◆ **Exercise task**
Each line below is to be written out in full, exactly as shown.

[Mask labeling examples]
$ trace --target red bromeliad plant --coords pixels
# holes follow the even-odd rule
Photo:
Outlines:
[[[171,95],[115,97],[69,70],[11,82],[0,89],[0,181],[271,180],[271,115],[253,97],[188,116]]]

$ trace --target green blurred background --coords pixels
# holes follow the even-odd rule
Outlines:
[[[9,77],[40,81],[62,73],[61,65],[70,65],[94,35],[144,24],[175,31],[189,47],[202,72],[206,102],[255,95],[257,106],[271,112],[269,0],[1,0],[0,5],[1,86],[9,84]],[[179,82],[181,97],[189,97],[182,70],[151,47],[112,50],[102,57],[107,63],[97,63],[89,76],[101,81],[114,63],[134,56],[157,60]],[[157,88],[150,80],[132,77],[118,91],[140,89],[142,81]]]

◆ **Exercise result**
$ trace --target red bromeliad plant --coords pixels
# holes follow the even-odd rule
Photo:
Outlines:
[[[171,95],[115,97],[69,70],[11,82],[0,89],[0,181],[271,180],[271,115],[253,97],[188,116]]]

$ trace --target green blurred background --coords pixels
# holes follow the even-odd rule
Outlines:
[[[9,77],[40,81],[62,73],[61,65],[70,65],[94,35],[144,24],[175,31],[189,47],[202,72],[206,102],[255,95],[257,106],[271,112],[269,0],[1,0],[0,5],[1,86],[9,84]],[[179,82],[181,97],[189,97],[182,70],[151,47],[112,50],[102,57],[107,63],[97,63],[89,76],[101,81],[114,63],[134,56],[157,60]],[[157,88],[150,80],[132,77],[118,91],[140,89],[142,81]]]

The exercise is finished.